** start of Listing **

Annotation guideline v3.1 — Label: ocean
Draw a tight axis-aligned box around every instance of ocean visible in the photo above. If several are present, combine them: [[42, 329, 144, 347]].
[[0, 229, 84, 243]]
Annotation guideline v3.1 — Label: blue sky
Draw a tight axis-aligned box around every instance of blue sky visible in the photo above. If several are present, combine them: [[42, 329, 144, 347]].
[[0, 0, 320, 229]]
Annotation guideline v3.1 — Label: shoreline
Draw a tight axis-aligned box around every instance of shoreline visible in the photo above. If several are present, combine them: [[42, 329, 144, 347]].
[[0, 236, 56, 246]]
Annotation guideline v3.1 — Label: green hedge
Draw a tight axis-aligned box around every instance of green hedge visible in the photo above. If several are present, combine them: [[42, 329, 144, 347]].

** end of Listing **

### Goal
Reproduce the material above word for word, covering every line in full.

### Expected output
Annotation guideline v3.1 — Label: ocean
Draw a tight axis-aligned box around every instance of ocean visible in the photo above. If several are present, combine them: [[42, 329, 144, 347]].
[[0, 229, 84, 243]]
Annotation guideline v3.1 — Label: blue sky
Draw a tight axis-aligned box around every instance of blue sky visible in the photo above. If several are present, combine them: [[42, 329, 144, 347]].
[[0, 0, 320, 229]]
Annotation guideline v3.1 — Label: shoreline
Draw a tight axis-aligned box around every instance of shoreline visible in the photo above. If several are present, combine them: [[42, 329, 144, 347]].
[[0, 236, 56, 246]]
Annotation guideline v3.1 — Label: green hedge
Draw a tight axis-aligned box around every instance of green hedge visible in the photo above. If several are present, combine them: [[42, 329, 144, 347]].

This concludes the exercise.